**Selected passage**
--------------------------------------------------

In 2018, Dominiczak co-hosted the first Precision Medicine Summit in Scotland, which was attended by the First Minister of Scotland Nicola Sturgeon. The summit brought together the country's foremost experts on Precision Medicine, from industry, NHS, politics and academia, in order to find a One Scotland approach to innovation in this emerging field. Later in 2018 she was named as one of the experts appointed to advise the Scottish Government through the Scottish Science Advisory Council (SSAC). Dominiczak took up her position on the expert panel, which supports the Chief Scientific Adviser for Scotland in her work with Scottish Ministers, in January 2019.

In 2019, Dominiczak was appointed as the Medical Research Council Heath Innovation Champion, a new senior role within the MRC that is intended to enable the organisation to work more effectively with commercial partners. She has also served extensively on national and international research committees and advisory boards, including those of the Academy of Medical Sciences, the Royal Society of Edinburgh and the Wellcome Trust. She has been a member of the British Heart Foundation Board of Trustees since 2014.

Dominiczak's major research interests continue to be hypertension, cardiovascular genomics and Precision Medicine, where she not only publishes extensively in top peer-reviewed journals, but also attracts large scale research funding for programmes and infrastructure, with a total funding value in excess of £100M since 2011. She also led a collaboration of four universities, four academic NHS Health Boards across Scotland, and two major industry partners to develop a public/private partnership focused on precision medicine, with a value in excess of £20M.

She has been invited to give over 100 international plenary lectures, including the Arthur Corcoran Award and Lecture of the American Heart Association [xi], the R.D. Wright Award and Lecture of the High Blood Pressure Research Council of Australia, the Bjorn Folkow Award and Lecture of the European Society of Hypertension, the William Harvey Outstanding Contribution to Science Award and Lecture, the Robert Tigerstedt Award and Lecture, and, in 2017, the Pickering Lecture of the British and Irish Hypertension Society.

In 2020, Dominiczak received the Hypertension Distinguished Achievement Award for the ASA.

--------------------------------------------------

**Data under study**
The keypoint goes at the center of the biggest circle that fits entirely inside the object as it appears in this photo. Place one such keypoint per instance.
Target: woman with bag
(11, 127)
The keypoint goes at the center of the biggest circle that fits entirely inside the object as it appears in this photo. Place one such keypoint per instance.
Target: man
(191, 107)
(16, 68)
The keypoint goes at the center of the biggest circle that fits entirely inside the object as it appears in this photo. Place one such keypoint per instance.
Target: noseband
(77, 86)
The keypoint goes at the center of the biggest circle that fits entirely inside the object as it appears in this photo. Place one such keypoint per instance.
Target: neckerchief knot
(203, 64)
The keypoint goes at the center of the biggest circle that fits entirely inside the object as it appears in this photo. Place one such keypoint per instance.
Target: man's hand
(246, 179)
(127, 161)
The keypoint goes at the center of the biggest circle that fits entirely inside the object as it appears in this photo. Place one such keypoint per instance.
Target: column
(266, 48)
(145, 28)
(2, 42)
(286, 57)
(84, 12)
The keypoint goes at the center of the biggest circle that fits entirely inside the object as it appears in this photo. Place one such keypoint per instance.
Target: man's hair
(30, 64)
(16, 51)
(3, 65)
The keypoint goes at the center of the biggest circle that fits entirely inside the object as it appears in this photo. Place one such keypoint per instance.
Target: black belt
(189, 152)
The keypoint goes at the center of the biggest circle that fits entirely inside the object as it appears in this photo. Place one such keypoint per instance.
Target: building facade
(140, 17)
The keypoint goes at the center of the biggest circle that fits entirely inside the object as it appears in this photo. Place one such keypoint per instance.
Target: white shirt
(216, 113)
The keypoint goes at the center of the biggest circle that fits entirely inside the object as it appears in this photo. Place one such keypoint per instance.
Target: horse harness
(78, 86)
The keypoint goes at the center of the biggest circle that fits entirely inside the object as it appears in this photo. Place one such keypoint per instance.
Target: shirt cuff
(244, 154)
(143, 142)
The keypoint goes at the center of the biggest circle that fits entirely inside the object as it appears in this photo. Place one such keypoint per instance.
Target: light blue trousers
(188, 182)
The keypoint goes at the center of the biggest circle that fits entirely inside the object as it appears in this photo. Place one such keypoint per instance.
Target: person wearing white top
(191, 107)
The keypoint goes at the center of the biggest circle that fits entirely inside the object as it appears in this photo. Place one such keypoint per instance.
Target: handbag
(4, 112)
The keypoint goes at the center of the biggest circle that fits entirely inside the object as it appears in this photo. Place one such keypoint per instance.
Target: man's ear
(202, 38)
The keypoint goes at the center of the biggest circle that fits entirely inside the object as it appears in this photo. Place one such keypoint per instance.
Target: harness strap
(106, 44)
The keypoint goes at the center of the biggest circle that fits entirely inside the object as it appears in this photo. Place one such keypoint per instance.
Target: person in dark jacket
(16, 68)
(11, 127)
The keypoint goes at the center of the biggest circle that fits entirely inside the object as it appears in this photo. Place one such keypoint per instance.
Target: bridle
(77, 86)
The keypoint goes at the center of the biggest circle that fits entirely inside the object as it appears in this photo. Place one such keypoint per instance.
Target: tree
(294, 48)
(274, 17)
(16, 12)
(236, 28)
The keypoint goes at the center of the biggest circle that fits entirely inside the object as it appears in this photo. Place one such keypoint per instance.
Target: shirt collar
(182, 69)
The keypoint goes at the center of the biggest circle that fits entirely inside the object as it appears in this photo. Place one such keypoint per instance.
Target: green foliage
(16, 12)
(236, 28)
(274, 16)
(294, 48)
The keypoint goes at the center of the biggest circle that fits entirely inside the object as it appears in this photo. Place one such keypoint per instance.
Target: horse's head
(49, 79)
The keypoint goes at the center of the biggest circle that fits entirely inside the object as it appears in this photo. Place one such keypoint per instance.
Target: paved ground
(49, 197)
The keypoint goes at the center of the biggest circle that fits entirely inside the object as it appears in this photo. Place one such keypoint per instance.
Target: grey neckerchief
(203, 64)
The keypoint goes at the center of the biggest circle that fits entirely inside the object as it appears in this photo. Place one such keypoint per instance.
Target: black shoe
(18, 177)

--------------------------------------------------

**Problem A**
According to the passage on Dominiczak's career, since what year has she been a member of the British Heart Foundation Board of Trustees?
**Problem B**
Translate this sentence from the passage on Dominiczak's career into Spanish: "Later in 2018 she was named as one of the experts appointed to advise the Scottish Government through the Scottish Science Advisory Council (SSAC)."
**Problem C**
Carry on the passage on Dominiczak's career, picking up after its final sentence.
Leave the rows aside; they are not needed for this work.

**Answer area A**
Since 2014.

**Answer area B**
Más tarde, en 2018, fue nombrada una de las expertas designadas para asesorar al Gobierno escocés a través del Consejo Asesor Científico de Escocia (SSAC).

**Answer area C**
In August 2020 after the successful establishment of the Glasgow Covid19 lighthouse lab at the Queen Elizabeth University Hospital, Dominiczak took up post with the UK Government to run and expand the operation of Covid19 testing, focusing on the laboratory network and on secondment from her post as Glasgow University.

In July 2022, Dominiczak took up post as the Scottish Government's Chief Scientist for Health, where she aims to ensure that "health research, development and innovation takes a central role in the modernisation of the NHS in Scotland".

The new journal Cambridge Prisms: Precision Medicine was launched in July 2023, with Dominiczak appointed as its Editor-in-Chief.

==Awards and honours==
- Appointed Officer of the Order of the British Empire (OBE) in 2005
- Appointed Dame Commander of the Order of the British Empire (DBE) in the 2016 Birthday Honours for services to cardiovascular and medical science.
- Honorary Doctor of Science, awarded in 2018 from the University of Aberdeen
- Named Evening Times Scotswoman of the Year in 2006 for the part she played in bringing the £12 million British Heart Foundation Cardiovascular Research Centre to the University of Glasgow.
- Received The Lord Provost of Glasgow's Special Award for 2006 for her work in the battle to rid Scotland of its title of heart disease capital of Europe.
- Fellow, Royal College of Physicians
- Elected Fellow, Royal Society of Edinburgh in 2003, and its vice-president for Life Sciences from October 2012 to October 2014.
- Fellow, American Heart Association
- Fellow, Academy of Medical Sciences
- Fellow, European Society of Cardiology
- Fellow, Society of Biology
- Elected Member, Academia Europaea in 2022

== Personal life ==
Dominiczak married Professor Marek Dominiczak, a clinical biochemist, in 1976 with whom she has a son Peter Dominiczak. Her interests include modern literature and film.